OBJECTIVE
Decide whether each of these statements agrees with the forum thread about the Wimpey Seahunter, answering yes or no and quoting the deciding words: 1. The first poster is building a scale model of the ship. 2. Before posting, the first poster had found more than ten photographs of the ship online. 3. The plans offered later in the thread are at a scale of 1:48.

READING PASSAGE
▬▬▬

# Wimpey Seahunter (currently named Med Sette)



## Garabaldy (May 4, 2008)

Hi everyone. I hope im posting this in the correct place if im not i do appologise.

Im looking for photographs of this ship as im building a scale model of it. Ive searched high and low on the net and only found 2 or 3 photographs but it was suggested i ask here.

any help on this would be hugely appreciated.


Thanks,


Gary


----------



## ddraigmor (Sep 13, 2006)

Sister ships 
http://images-of-ships.co.uk/supplyships/pages/Companys/wimpey/photo pages/Wimpey-Seahorse.htm
http://www.loyalhannadockyard.com/MMWIMPEY.htm
http://business.virgin.net/metcalf.mouldings/wimpey.htm
http://modelsbydesign.co.uk/model_boats.aspx
http://www.flickr.com/photos/afka_bob/2564496612/
http://www.images-of-ships.co.uk/indexlead.htm
http://www.images-of-ships.co.uk/ship photos/Offshore supply ships/W/images/WIMPY SEAFOX.jpg
http://www.images-of-ships.co.uk/ship photos/Offshore supply ships b w/W/images/WIMPEY SEAFOX.jpg

That's her and her sister - hope they help?

Jonty


----------



## Garabaldy (May 4, 2008)

thanks, yeah theres a few photos in there i hadnt seen before. The more the better


----------



## paul raine (Jun 20, 2008)

hi gary i dont know if you are interested or not but i have got the plans for the seahunter. scale: 1 65. mine is 41 1/4 overall lenth, email me if this is of any help good luck paul


----------

▬▬▬

EXTRACTED MATERIAL
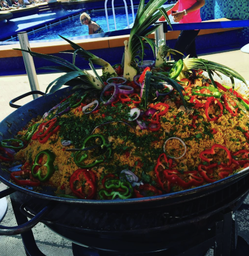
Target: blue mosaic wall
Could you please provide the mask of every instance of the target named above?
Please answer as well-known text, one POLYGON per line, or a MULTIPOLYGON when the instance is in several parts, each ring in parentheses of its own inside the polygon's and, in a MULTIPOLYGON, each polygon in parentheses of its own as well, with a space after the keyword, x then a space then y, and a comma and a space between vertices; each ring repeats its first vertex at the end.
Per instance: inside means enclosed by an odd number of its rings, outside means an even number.
MULTIPOLYGON (((227 18, 249 19, 249 0, 206 0, 201 9, 203 20, 227 18)), ((249 28, 243 29, 238 34, 242 44, 249 43, 249 28)))
MULTIPOLYGON (((238 33, 240 31, 234 30, 212 34, 204 34, 198 36, 196 39, 196 48, 197 54, 203 53, 212 52, 217 50, 227 50, 238 48, 240 45, 238 41, 238 33)), ((167 39, 167 37, 166 37, 167 39)), ((167 44, 170 47, 174 48, 176 39, 167 41, 167 44)), ((90 51, 93 54, 103 58, 107 61, 113 65, 119 63, 121 61, 124 50, 124 46, 108 48, 106 49, 99 49, 90 51)), ((146 54, 145 60, 151 60, 154 58, 151 49, 145 50, 146 54)), ((71 63, 73 62, 72 54, 68 53, 56 53, 51 54, 53 56, 60 57, 66 59, 71 63)), ((0 76, 8 75, 11 74, 25 74, 24 63, 22 57, 15 57, 11 58, 2 58, 0 59, 1 64, 4 67, 15 67, 15 69, 11 69, 15 71, 15 73, 10 73, 6 74, 7 70, 2 69, 0 70, 0 76)), ((34 63, 36 69, 45 66, 52 66, 55 64, 51 61, 48 61, 40 58, 34 57, 34 63)), ((81 69, 89 69, 88 61, 85 61, 83 58, 76 55, 75 59, 76 65, 81 69)), ((12 71, 10 71, 11 72, 12 71)), ((37 70, 37 73, 49 72, 48 70, 37 70)), ((53 72, 53 71, 51 71, 53 72)))

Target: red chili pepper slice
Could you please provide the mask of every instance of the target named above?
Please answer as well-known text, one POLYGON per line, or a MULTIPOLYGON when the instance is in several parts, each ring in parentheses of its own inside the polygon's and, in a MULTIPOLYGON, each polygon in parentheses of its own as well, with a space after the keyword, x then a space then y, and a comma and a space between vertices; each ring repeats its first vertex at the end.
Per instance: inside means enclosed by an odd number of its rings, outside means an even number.
POLYGON ((2 160, 6 162, 12 162, 14 160, 14 156, 7 151, 6 151, 6 150, 4 148, 0 147, 0 151, 3 152, 6 156, 7 156, 9 157, 4 157, 4 156, 2 155, 0 155, 0 159, 1 159, 2 160))
POLYGON ((212 183, 216 181, 214 179, 209 178, 207 175, 207 173, 209 174, 212 174, 213 172, 213 168, 218 166, 218 164, 213 164, 209 165, 204 165, 204 164, 199 164, 198 166, 198 171, 206 182, 212 183))
POLYGON ((94 174, 92 171, 88 171, 87 169, 78 169, 72 174, 70 177, 69 184, 72 192, 78 197, 82 199, 92 199, 95 195, 97 191, 95 183, 96 178, 94 174), (83 175, 85 180, 83 184, 81 183, 80 176, 83 175), (88 191, 85 193, 84 188, 89 186, 88 191))
POLYGON ((165 178, 172 184, 176 184, 183 188, 188 188, 192 186, 201 186, 204 182, 202 178, 197 176, 197 171, 184 172, 181 173, 177 170, 164 170, 164 174, 165 178), (181 178, 181 176, 187 175, 189 176, 189 181, 186 182, 181 178))
POLYGON ((147 71, 150 71, 150 67, 147 67, 147 68, 145 68, 145 69, 143 72, 142 73, 141 75, 140 76, 140 77, 139 77, 139 78, 138 79, 138 82, 139 83, 140 83, 140 84, 142 84, 143 83, 143 81, 144 81, 144 80, 145 80, 145 73, 147 71))
POLYGON ((208 98, 208 100, 207 101, 207 103, 205 106, 206 107, 206 116, 207 116, 207 118, 208 121, 215 121, 216 120, 217 120, 219 119, 223 115, 223 106, 221 103, 219 101, 217 100, 216 99, 215 99, 214 97, 209 97, 208 98), (209 115, 208 115, 208 109, 209 108, 209 106, 212 102, 214 102, 215 103, 216 103, 219 107, 220 108, 220 114, 216 116, 215 117, 213 117, 212 118, 210 118, 209 117, 209 115))
POLYGON ((232 164, 232 158, 230 151, 226 147, 223 146, 222 145, 220 145, 219 144, 214 144, 212 146, 210 149, 206 149, 206 150, 204 150, 202 152, 201 152, 201 153, 200 154, 200 158, 203 161, 208 162, 210 164, 210 161, 212 160, 212 158, 207 158, 207 157, 204 157, 204 154, 213 155, 215 154, 216 153, 215 151, 215 149, 216 148, 219 148, 220 149, 224 149, 227 152, 227 158, 229 160, 229 161, 227 164, 223 163, 222 164, 228 166, 232 164))
POLYGON ((149 124, 148 127, 150 131, 152 132, 157 132, 160 130, 161 124, 159 122, 152 122, 149 124))
POLYGON ((194 104, 195 107, 205 107, 205 104, 207 103, 207 101, 206 100, 204 100, 202 101, 202 102, 201 102, 199 99, 197 99, 197 95, 194 95, 192 96, 190 99, 190 103, 193 103, 194 104), (204 101, 204 102, 203 102, 204 101))
POLYGON ((235 102, 226 94, 223 96, 223 99, 226 108, 230 113, 232 116, 237 115, 238 107, 235 102))
POLYGON ((134 188, 134 192, 137 198, 141 198, 145 196, 154 196, 163 194, 160 190, 149 184, 140 185, 138 189, 135 187, 134 188))
POLYGON ((161 154, 158 158, 156 165, 155 168, 155 172, 157 180, 157 183, 161 187, 164 191, 166 191, 167 193, 170 191, 171 183, 165 179, 163 171, 166 169, 166 164, 167 164, 168 168, 171 169, 172 167, 172 160, 170 158, 168 160, 165 153, 161 154), (164 160, 164 163, 163 163, 164 160))
POLYGON ((11 173, 10 178, 18 185, 20 186, 30 186, 30 187, 37 187, 40 186, 41 182, 39 180, 35 179, 36 181, 29 180, 19 180, 16 176, 22 176, 27 174, 30 174, 30 170, 23 169, 17 172, 13 172, 11 173))

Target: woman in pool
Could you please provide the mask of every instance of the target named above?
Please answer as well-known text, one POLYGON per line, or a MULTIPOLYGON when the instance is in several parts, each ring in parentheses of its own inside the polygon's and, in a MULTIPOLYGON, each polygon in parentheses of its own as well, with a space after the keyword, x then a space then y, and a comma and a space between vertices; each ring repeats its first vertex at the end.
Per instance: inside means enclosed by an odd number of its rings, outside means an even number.
POLYGON ((91 20, 91 18, 85 12, 83 12, 80 17, 80 20, 82 25, 88 26, 89 34, 103 33, 104 30, 96 22, 91 20))

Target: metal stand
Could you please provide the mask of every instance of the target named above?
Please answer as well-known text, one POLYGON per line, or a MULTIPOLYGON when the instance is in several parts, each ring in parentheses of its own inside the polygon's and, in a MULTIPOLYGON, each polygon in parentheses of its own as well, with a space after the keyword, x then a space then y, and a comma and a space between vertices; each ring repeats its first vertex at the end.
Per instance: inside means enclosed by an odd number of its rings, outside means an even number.
POLYGON ((0 199, 0 222, 5 216, 8 208, 8 203, 5 197, 0 199))
MULTIPOLYGON (((26 32, 19 32, 17 33, 20 41, 21 49, 28 50, 30 48, 28 34, 26 32)), ((35 71, 33 57, 28 53, 22 52, 22 56, 25 64, 27 75, 29 78, 31 91, 40 91, 37 76, 35 71)), ((39 97, 38 94, 34 94, 33 98, 34 99, 39 97)))

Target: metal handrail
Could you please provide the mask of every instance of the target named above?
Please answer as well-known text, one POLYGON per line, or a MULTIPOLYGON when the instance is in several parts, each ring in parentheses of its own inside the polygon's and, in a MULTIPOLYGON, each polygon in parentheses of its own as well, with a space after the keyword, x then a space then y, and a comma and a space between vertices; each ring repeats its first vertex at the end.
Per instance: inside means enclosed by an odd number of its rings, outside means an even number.
MULTIPOLYGON (((105 16, 106 18, 106 22, 107 23, 107 29, 108 32, 110 31, 110 27, 109 27, 109 22, 108 21, 108 14, 107 13, 107 1, 108 0, 105 0, 104 1, 104 10, 105 11, 105 16)), ((128 15, 128 10, 127 8, 127 4, 126 3, 126 0, 123 0, 124 4, 125 5, 125 13, 126 15, 126 19, 127 20, 127 25, 128 28, 130 28, 130 23, 129 22, 129 17, 128 15)), ((130 3, 131 4, 131 12, 132 13, 132 18, 133 19, 133 22, 135 20, 135 18, 134 16, 134 8, 133 6, 133 1, 132 0, 130 0, 130 3)), ((113 15, 113 19, 114 20, 114 25, 115 26, 115 30, 117 30, 117 26, 116 25, 116 19, 115 17, 115 10, 114 8, 114 0, 111 0, 111 7, 112 8, 112 14, 113 15)))

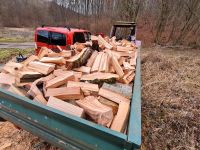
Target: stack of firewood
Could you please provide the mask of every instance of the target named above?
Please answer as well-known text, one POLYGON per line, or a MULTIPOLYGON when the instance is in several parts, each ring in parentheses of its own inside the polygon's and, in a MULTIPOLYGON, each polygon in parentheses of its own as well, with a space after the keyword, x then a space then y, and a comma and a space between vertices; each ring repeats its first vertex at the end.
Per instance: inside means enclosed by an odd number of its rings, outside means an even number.
POLYGON ((115 38, 92 36, 56 53, 42 48, 22 63, 8 62, 0 86, 10 92, 85 118, 118 132, 126 132, 135 76, 137 47, 115 38), (7 86, 6 86, 7 85, 7 86))

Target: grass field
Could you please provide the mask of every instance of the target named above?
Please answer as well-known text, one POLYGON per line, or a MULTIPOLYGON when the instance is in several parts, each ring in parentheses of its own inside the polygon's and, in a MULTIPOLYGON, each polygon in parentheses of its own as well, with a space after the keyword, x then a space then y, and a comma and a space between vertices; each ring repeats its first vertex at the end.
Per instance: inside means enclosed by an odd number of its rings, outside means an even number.
POLYGON ((144 49, 142 83, 142 149, 200 149, 200 50, 144 49))
POLYGON ((0 43, 32 41, 34 41, 34 30, 31 28, 0 28, 0 43))
MULTIPOLYGON (((200 149, 200 50, 142 50, 142 136, 142 150, 200 149)), ((0 139, 19 150, 41 141, 8 122, 0 139)))
POLYGON ((33 54, 34 48, 28 48, 28 49, 3 48, 3 49, 0 49, 0 63, 6 63, 13 57, 19 55, 19 53, 21 53, 22 55, 33 54))

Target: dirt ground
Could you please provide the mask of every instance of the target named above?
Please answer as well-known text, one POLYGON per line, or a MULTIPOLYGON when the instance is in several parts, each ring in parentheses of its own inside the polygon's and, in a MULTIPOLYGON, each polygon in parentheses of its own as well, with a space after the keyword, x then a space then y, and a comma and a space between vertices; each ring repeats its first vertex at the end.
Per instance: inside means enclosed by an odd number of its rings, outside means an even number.
MULTIPOLYGON (((142 50, 143 150, 200 149, 200 50, 142 50)), ((56 149, 0 123, 0 150, 56 149)))

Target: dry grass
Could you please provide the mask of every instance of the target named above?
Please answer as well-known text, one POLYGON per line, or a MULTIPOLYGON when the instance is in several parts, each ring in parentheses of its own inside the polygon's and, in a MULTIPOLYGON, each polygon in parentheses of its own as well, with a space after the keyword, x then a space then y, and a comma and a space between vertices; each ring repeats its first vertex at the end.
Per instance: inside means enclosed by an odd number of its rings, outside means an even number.
MULTIPOLYGON (((199 58, 199 50, 143 49, 142 149, 200 149, 199 58)), ((8 122, 0 124, 0 131, 0 144, 12 144, 8 149, 36 149, 41 141, 8 122)))
POLYGON ((34 30, 31 28, 0 28, 0 43, 32 41, 34 41, 34 30))
POLYGON ((200 50, 142 52, 143 149, 200 149, 200 50))

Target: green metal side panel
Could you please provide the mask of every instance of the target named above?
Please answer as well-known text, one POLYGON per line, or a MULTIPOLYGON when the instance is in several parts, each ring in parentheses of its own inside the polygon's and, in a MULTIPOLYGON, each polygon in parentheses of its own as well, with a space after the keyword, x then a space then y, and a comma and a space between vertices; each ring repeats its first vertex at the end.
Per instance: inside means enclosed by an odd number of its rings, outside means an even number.
POLYGON ((0 90, 0 116, 62 149, 129 149, 127 136, 0 90))
POLYGON ((136 75, 133 87, 133 97, 131 101, 131 112, 129 118, 128 128, 128 141, 134 143, 134 148, 141 145, 141 61, 140 61, 140 49, 141 42, 137 41, 138 45, 138 57, 136 75))
POLYGON ((65 114, 0 89, 0 117, 61 149, 133 150, 141 145, 141 76, 138 50, 128 135, 65 114))

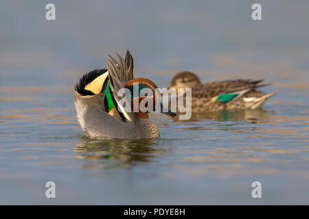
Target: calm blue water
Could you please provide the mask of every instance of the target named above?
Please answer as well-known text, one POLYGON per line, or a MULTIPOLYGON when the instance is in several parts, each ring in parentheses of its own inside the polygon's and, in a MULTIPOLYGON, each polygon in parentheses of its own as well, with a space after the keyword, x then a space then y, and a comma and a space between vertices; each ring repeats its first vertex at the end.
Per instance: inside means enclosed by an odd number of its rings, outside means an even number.
POLYGON ((54 21, 47 2, 1 3, 0 204, 309 204, 309 3, 296 1, 260 1, 261 21, 251 1, 53 1, 54 21), (127 49, 159 87, 191 70, 277 94, 253 112, 152 115, 157 140, 86 138, 73 86, 127 49))

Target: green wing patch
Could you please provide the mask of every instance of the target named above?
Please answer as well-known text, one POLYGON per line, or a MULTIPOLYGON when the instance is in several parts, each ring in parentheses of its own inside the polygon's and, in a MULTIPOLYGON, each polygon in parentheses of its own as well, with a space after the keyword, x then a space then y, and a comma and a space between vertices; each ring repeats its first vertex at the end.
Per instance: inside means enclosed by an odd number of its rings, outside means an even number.
POLYGON ((107 103, 108 105, 108 112, 112 110, 112 109, 115 106, 114 102, 113 101, 113 98, 112 98, 112 96, 111 94, 110 89, 111 89, 111 82, 108 81, 108 84, 107 85, 107 88, 106 88, 106 92, 105 94, 105 95, 107 98, 107 103))
POLYGON ((216 101, 222 101, 223 103, 227 103, 233 99, 238 94, 223 94, 220 95, 216 100, 216 101))

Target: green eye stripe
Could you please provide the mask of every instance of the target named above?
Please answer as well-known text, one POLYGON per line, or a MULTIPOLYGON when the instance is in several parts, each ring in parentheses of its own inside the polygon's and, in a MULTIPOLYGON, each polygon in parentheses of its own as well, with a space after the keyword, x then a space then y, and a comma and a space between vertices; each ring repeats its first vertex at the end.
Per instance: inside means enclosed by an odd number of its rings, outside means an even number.
POLYGON ((105 94, 107 98, 107 103, 108 105, 108 112, 112 110, 112 109, 115 106, 114 102, 113 101, 113 99, 112 99, 112 96, 111 96, 110 90, 111 90, 111 82, 108 81, 108 83, 107 88, 106 88, 106 94, 105 94))
MULTIPOLYGON (((134 88, 133 85, 128 87, 128 89, 130 90, 130 92, 131 92, 131 99, 133 99, 134 97, 139 96, 139 93, 140 93, 141 90, 144 88, 151 89, 151 88, 147 84, 139 83, 139 92, 137 94, 137 96, 135 96, 134 94, 134 94, 133 88, 134 88)), ((152 90, 152 89, 151 89, 151 90, 152 90)))

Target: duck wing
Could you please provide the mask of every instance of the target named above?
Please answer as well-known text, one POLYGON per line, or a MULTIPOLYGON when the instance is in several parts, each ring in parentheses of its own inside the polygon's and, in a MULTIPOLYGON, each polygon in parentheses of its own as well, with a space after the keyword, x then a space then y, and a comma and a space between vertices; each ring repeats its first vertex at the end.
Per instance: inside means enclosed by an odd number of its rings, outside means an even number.
MULTIPOLYGON (((108 72, 110 83, 111 90, 113 100, 115 100, 115 107, 120 116, 124 122, 133 121, 135 115, 130 112, 130 103, 129 105, 124 106, 122 99, 127 98, 126 96, 119 96, 119 91, 122 88, 124 88, 126 83, 133 78, 133 59, 128 51, 126 55, 126 61, 116 53, 118 57, 119 62, 117 62, 112 56, 106 56, 108 61, 108 72)), ((126 103, 130 103, 130 101, 127 98, 126 103)))
POLYGON ((236 100, 247 92, 256 91, 258 88, 268 85, 260 84, 263 81, 237 79, 208 82, 192 88, 192 97, 203 97, 227 103, 236 100))

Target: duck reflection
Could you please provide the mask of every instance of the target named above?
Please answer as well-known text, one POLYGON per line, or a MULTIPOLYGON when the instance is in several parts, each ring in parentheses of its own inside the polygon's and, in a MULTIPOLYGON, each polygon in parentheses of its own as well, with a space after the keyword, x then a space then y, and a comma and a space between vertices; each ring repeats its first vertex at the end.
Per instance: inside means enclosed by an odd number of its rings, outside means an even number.
POLYGON ((248 121, 252 123, 265 123, 269 118, 268 112, 263 109, 220 111, 218 112, 204 112, 200 114, 192 113, 192 117, 187 120, 177 120, 175 122, 196 122, 203 119, 214 120, 217 121, 248 121))
POLYGON ((156 140, 93 140, 82 138, 74 150, 76 157, 84 159, 120 160, 123 164, 135 162, 149 162, 160 153, 156 140))

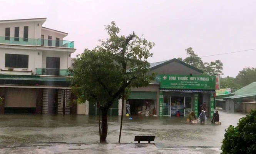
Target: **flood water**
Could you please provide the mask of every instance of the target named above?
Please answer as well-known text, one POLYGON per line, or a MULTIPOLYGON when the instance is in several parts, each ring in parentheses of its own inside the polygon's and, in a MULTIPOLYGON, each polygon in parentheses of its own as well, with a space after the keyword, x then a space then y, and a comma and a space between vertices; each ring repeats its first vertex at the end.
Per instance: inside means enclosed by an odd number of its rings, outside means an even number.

▬▬▬

SOLUTION TO THIS PROBLEM
1. Yes: "im building a scale model of it"
2. No: "only found 2 or 3 photographs"
3. No: "scale: 1 65"